## BEGIN EXTRACTED ENTRIES

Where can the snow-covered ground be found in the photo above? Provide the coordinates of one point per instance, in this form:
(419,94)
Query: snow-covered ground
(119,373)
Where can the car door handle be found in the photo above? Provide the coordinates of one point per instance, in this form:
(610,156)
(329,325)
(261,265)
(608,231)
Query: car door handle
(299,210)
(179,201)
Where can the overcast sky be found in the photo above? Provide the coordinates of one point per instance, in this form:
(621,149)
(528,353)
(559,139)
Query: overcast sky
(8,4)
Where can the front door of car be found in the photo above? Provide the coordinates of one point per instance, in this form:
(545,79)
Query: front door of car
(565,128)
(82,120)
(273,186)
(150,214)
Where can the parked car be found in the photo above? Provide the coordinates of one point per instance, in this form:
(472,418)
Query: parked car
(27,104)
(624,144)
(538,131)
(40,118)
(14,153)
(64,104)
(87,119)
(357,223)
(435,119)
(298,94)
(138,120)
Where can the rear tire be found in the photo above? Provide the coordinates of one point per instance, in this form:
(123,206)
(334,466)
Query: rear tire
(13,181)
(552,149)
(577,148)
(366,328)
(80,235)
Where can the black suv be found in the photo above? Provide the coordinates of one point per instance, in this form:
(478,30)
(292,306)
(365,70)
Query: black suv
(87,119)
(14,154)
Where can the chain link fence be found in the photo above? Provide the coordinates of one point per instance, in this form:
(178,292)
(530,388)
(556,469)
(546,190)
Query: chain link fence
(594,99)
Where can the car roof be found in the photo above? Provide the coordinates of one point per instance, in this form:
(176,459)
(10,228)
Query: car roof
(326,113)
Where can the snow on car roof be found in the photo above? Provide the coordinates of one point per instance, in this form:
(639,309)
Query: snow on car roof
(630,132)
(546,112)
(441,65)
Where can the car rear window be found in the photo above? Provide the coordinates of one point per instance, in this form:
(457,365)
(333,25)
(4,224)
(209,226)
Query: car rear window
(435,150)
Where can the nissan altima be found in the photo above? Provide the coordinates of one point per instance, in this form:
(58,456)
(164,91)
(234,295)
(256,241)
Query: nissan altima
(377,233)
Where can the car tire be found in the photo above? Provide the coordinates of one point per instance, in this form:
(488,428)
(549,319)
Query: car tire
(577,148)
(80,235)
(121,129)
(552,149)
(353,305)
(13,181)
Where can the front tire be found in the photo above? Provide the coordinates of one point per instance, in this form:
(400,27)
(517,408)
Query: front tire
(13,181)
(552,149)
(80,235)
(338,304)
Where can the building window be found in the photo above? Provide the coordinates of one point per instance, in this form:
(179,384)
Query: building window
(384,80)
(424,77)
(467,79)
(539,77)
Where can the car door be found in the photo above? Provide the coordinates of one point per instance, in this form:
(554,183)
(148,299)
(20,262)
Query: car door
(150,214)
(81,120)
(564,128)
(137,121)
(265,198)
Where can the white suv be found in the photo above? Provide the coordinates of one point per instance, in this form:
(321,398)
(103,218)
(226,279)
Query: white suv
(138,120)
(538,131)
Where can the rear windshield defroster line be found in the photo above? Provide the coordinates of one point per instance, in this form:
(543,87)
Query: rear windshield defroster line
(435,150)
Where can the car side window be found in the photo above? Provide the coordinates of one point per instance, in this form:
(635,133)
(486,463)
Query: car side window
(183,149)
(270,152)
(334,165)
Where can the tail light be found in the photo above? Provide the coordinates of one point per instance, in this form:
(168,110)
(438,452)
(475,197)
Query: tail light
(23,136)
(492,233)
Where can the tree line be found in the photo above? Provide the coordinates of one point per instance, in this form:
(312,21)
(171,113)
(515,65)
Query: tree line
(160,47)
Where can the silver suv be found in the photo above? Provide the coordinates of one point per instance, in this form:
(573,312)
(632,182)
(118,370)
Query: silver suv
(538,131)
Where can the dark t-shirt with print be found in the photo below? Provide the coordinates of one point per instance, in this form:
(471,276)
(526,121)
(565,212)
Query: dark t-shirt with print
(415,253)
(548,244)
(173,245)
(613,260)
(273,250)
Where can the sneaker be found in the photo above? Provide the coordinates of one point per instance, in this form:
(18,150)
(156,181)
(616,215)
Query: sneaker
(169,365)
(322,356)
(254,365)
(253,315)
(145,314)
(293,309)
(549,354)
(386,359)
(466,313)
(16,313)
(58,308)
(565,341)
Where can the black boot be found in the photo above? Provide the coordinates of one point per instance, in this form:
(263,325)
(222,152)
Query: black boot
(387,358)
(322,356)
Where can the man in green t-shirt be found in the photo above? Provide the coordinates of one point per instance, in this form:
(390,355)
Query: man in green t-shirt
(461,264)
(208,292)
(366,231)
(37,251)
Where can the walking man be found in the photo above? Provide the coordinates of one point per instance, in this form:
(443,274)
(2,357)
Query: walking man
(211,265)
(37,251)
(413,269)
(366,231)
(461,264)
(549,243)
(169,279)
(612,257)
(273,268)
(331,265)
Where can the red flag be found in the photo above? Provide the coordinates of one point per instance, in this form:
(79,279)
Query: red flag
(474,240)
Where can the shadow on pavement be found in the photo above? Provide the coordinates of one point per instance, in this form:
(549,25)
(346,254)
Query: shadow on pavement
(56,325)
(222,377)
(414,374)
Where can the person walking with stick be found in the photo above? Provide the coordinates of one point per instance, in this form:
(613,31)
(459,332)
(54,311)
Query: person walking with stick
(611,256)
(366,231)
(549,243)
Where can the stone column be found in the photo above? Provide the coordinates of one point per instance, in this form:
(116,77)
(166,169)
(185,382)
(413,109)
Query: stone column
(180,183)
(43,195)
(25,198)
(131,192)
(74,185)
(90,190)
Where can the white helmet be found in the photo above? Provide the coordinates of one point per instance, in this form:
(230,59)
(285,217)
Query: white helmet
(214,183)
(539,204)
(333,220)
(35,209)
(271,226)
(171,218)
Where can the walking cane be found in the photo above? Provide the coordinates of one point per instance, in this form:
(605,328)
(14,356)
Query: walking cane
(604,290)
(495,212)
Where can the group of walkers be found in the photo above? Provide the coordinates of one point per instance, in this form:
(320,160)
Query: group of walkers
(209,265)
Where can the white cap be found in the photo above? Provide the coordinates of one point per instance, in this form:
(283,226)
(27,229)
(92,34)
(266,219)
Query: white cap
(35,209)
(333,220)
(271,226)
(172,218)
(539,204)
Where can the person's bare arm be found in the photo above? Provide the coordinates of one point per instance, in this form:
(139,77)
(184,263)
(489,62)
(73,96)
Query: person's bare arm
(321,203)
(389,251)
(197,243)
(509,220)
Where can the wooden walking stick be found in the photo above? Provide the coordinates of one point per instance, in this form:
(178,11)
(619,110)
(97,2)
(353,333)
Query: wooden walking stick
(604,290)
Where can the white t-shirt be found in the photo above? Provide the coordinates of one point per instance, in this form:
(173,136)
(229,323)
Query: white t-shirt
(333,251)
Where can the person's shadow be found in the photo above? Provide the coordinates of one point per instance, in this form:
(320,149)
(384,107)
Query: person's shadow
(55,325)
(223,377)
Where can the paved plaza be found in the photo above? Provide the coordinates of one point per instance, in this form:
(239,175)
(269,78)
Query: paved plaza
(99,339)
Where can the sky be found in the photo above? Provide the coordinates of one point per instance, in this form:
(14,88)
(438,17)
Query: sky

## END EXTRACTED ENTRIES

WHAT TO PRODUCE -
Write out exactly the final stretch of the records: the line containing "Where can the wooden" and every line after it, through the last, and nothing else.

SOLVED EXERCISE -
Where can the wooden walking stick be found in the photo above? Provide the coordinates of one point per instance, in this form:
(178,11)
(619,110)
(97,2)
(353,333)
Query: wooden walking stick
(604,290)
Where can the white t-shirt be found in the photo above? Provide the coordinates of one point per instance, in this form:
(173,136)
(229,323)
Query: white t-shirt
(333,251)
Where can the person's shadow be found in the photo above? Provide the coordinates of one point per instance, in this form:
(320,149)
(384,107)
Query: person's shadow
(55,325)
(223,377)
Where can the paved plaza be found in the photo above? Provide the coordinates of one point per instance, in this form:
(239,175)
(269,78)
Query: paved plaza
(99,339)
Where can the sky be found in the photo above? Provide the coordinates of one point per instance, in this form:
(14,88)
(438,17)
Query: sky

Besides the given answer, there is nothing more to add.